> **CONSIGNE**
Recopiez le passage du billet sur Christophe GOMES situé entre « Ce billet est » et « moitié de sa vie. », bornes incluses, en renommant « Pépé » en « grand-père ».

> **PASSAGE EXTRAIT**
Ce billet est à l’état « brouillon » depuis bien trop longtemps maintenant, donc je me prends par la main en ce 8 mai, jour de célébrations, pour le finaliser. La raison de cette procrastination est simple : il est pour moi particulièrement difficile d’écrire sur les personnes que j’ai connues. Jusque là je n’avais jamais tenté l’exercice, me contentant d’écrire sur les générations précédentes. Mais voilà : cet article va être consacré à mon Pépé, Christophe GOMES, et en particulier à la première moitié de sa vie.
Sa naissance au Portugal et ses premières années en France
Mon grand-père est né à Sobral de Mortágua (district de Viseu) au Portugal, le 9 mai 1919, il y a 100 ans (presque exactement). Il est fils d’Albano et de Maria da Encarnação, que j’ai déjà eu l’occasion d’évoquer dans un précédent article.

Au milieu des années 1920, alors qu’il n’était qu’un enfant, la famille s’installe en France, dans le Morvan, d’abord sur la commune de Gâcogne (58), puis sur celle d’Ouroux-en-Morvan (58). Mon grand-père fera donc toute sa scolarité en France, et perdra peu à peu son portugais jusqu’à l’oublier complètement. Son prénom, « Custódio » sera bientôt francisé en « Christophe. »

Résistant : le Maquis Bernard
La deuxième Guerre Mondiale est déclarée l’année de ses vingt ans. Très vite, le Morvan se retrouve en zone occupée. Les temps sont durs, entre répressions, réquisitions, rationnement et privations.
Mais le Morvan, par ses caractéristiques géographiques (zone fortement boisée de moyenne montagne) offre un terrain idéal pour la résistance, et dès 1943, des maquis commencent à se former, attirant de nombreux jeunes hommes et femmes, qui souhaitent entre autre échapper au STO.

> **EXTRAIT DES DONNÉES**
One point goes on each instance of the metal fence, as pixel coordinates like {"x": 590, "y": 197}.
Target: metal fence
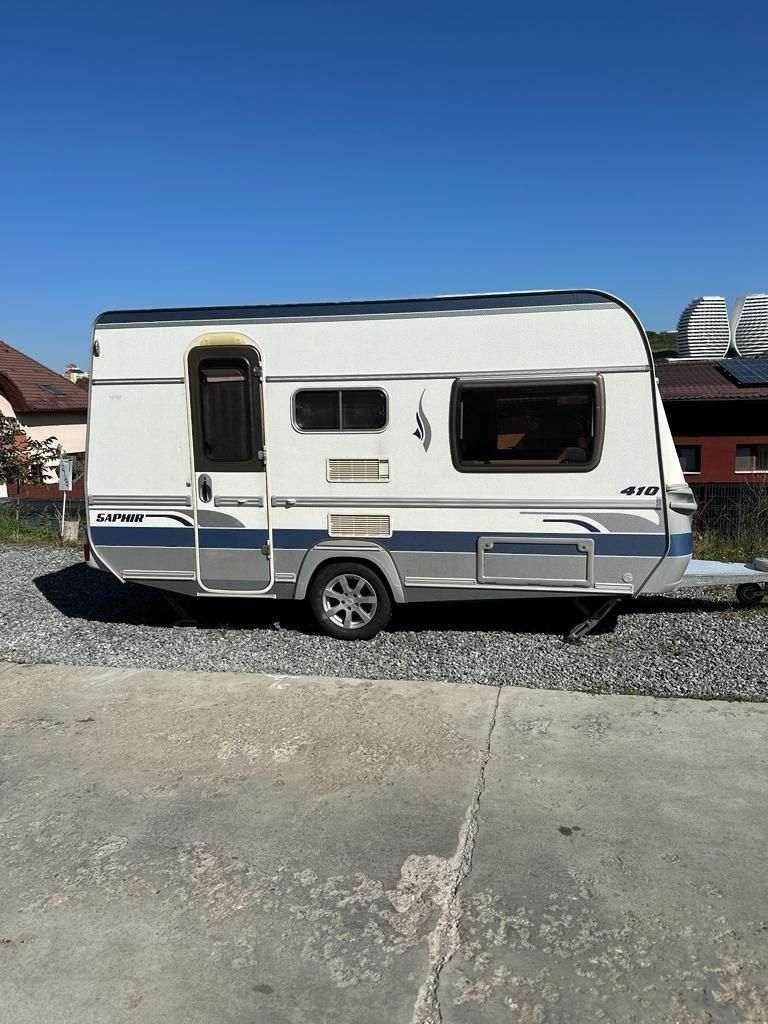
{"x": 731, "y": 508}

> **RÉSULTAT**
Ce billet est à l’état « brouillon » depuis bien trop longtemps maintenant, donc je me prends par la main en ce 8 mai, jour de célébrations, pour le finaliser. La raison de cette procrastination est simple : il est pour moi particulièrement difficile d’écrire sur les personnes que j’ai connues. Jusque là je n’avais jamais tenté l’exercice, me contentant d’écrire sur les générations précédentes. Mais voilà : cet article va être consacré à mon grand-père, Christophe GOMES, et en particulier à la première moitié de sa vie.